Stiff integration of the chemical source term

[Solal Amouyal]

I have a 3D reacting CFD code (Fortran) which uses Cantera for computing the thermodynamic variables (viscosity, heat capacity, etc...) and the kinetics (net production rates, ...).

However for the integration of the chemical source term in the species and energy equation, the integration itself is done using an external solver. I was wondering, would it possible (and efficient) to do the integration in Cantera itself? Looking around, I see that the library provides the Reactor class (not provided for the Fortran interface but that should not be a problem). Is that efficient enough to use as a stiff integrator in a CFD code where CPU time is critical or would you recommend sticking to standard solvers such as VODE or CVODE?

[Kyle Niemeyer]

Hello Solal,

The ReactorNet (https://www.cantera.org/docs/sphinx/html/cython/zerodim.html#reactor-networks) class actually uses the CVODE integrator from SUNDIALS to advance its state, so for most problems you can just rely on that.

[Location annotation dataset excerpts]

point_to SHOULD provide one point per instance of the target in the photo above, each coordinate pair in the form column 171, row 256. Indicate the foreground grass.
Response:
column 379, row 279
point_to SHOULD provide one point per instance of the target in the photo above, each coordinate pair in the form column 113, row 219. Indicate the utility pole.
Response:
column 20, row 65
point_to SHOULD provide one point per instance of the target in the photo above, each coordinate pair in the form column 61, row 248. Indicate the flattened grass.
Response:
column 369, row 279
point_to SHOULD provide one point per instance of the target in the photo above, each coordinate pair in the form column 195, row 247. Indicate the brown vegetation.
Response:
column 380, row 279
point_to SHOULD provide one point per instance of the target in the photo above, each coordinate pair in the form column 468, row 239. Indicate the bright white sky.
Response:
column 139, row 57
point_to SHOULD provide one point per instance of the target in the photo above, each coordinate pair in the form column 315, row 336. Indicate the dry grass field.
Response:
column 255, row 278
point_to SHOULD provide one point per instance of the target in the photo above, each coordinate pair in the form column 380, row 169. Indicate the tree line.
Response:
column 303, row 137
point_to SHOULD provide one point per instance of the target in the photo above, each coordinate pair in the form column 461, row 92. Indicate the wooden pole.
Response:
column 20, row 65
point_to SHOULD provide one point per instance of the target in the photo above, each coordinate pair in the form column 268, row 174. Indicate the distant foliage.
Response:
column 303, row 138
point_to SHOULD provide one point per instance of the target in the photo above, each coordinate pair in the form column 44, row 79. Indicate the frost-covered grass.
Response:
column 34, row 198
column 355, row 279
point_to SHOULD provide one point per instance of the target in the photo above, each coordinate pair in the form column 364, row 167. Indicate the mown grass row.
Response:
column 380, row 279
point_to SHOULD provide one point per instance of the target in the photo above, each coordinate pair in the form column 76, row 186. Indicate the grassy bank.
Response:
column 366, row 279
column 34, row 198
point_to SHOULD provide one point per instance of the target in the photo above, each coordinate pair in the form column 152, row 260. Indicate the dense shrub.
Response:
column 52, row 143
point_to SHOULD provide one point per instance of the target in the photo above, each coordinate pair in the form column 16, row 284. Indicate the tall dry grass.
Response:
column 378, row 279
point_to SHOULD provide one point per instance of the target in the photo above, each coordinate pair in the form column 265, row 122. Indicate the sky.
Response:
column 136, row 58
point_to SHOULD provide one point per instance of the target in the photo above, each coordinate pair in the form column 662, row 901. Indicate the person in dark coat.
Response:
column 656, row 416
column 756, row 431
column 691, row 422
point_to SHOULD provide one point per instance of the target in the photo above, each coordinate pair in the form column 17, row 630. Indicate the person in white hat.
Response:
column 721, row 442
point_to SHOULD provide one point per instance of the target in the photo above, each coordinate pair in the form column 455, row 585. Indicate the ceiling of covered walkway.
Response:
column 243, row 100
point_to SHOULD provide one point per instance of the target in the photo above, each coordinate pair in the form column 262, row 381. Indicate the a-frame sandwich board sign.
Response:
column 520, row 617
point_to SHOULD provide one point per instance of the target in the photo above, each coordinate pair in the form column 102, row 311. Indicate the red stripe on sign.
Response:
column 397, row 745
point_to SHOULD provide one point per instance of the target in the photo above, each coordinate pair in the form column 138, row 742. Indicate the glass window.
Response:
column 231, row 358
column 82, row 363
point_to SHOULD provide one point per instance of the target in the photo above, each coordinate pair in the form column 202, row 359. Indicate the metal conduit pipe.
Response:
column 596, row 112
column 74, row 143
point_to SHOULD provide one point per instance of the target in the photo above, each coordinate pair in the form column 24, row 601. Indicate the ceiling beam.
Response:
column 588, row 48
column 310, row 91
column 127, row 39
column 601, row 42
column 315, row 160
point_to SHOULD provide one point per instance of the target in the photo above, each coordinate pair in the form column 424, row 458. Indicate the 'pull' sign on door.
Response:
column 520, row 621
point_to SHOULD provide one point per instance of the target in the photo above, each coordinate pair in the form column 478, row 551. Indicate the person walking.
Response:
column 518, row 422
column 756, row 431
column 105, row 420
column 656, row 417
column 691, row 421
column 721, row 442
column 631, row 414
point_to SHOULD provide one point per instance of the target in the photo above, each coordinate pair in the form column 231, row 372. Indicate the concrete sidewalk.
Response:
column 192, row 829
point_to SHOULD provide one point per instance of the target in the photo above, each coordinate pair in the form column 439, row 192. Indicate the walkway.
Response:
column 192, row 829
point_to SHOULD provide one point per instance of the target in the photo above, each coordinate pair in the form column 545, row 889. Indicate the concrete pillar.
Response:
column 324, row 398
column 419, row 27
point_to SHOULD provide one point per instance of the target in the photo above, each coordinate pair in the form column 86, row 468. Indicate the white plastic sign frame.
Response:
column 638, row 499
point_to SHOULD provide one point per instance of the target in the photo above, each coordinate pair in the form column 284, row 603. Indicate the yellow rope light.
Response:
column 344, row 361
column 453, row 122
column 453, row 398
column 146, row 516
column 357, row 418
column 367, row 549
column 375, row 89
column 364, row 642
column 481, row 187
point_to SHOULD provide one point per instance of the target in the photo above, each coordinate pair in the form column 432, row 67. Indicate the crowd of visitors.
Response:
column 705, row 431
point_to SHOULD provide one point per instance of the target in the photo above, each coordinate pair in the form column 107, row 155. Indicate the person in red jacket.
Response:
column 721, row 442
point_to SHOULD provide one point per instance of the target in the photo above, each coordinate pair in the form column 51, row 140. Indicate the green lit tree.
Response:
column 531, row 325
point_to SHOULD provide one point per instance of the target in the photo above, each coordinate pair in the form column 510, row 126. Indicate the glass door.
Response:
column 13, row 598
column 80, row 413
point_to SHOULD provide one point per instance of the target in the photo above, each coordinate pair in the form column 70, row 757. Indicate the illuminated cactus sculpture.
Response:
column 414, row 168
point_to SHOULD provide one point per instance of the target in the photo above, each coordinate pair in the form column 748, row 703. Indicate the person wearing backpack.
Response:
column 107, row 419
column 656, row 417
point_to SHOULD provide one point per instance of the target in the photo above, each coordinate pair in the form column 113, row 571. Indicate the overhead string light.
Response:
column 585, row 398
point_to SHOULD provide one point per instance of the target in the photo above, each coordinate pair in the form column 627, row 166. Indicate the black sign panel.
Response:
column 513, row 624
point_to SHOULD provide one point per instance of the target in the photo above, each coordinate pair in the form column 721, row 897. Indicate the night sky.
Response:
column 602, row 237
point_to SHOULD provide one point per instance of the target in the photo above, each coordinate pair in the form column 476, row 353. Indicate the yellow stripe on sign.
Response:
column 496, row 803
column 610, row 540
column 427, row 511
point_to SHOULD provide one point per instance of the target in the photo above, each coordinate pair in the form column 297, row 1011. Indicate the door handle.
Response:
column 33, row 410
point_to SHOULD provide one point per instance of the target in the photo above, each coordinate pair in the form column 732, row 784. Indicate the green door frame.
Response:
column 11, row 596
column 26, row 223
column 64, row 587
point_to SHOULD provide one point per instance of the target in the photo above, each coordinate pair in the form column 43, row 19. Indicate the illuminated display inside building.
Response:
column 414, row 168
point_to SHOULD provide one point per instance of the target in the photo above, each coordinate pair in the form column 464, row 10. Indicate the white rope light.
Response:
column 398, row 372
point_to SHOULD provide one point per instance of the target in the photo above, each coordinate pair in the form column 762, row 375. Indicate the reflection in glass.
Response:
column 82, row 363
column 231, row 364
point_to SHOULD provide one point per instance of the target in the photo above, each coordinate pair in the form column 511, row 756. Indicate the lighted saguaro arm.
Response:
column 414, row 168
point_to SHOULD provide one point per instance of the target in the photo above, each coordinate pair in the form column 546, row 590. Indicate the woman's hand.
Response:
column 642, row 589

Objective 1 =>
In the thread on stiff integration of the chemical source term, which integrator does the ReactorNet class use to advance its state?
Objective 2 =>
Write the next part of the thread on stiff integration of the chemical source term, picking up after its last sentence.

Expected answer 1 =>
The CVODE integrator from SUNDIALS.

Expected answer 2 =>
(Also, in general I'd recommend using that over the older VODE, as it should offer better performance.)

Kyle

[Nick Curtis]

Solal,

This is a somewhat in-depth topic, but some general rules to guide you:

1)  VODE / CVODE has a large startup time.  When it is "restarted" (i.e., at the beginning of each ODE integration per-cell) it uses a small starting time-step and slowly builds up solution accuracy and convergence order.  This is a good choice to handle large amounts of stiffness, but may be overkill for small time-steps (e.g., for LES).  Other ways to speed-up CVODE include using a good pre-conditioner (see McNenly & Whitesides "Adaptive Preconditioning Strategies for Integrating Large Kinetic Mechanisms") but this is often problem/mechanism dependent.

As Kyle mentioned, CVODE is used internally by Cantera already

2) Extrapolation methods, e.g., SEULEX / SIBS are another viable option.  These have much lower start-up costs, but accuracy and efficiency may suffer for the tolerances you're going to be looking at for CFD (https://scicomp.stackexchange.com/questions/27178/bdf-vs-implicit-runge-kutta-time-stepping)

2)  Next up are so-called linearly implicit methods (i.e., they do not require newton iteration).  These have essentially zero start-up cost, but require an accurate Jacobian to maintain accuracy / order.  This means you should either use auto-differentiation or an analytical Jacobian e.g., pyJac (https://github.com/SLACKHA/pyJac)

Best,

Nick

[Solal Amouyal]

Kyle, Nick,

Thank you for the replies.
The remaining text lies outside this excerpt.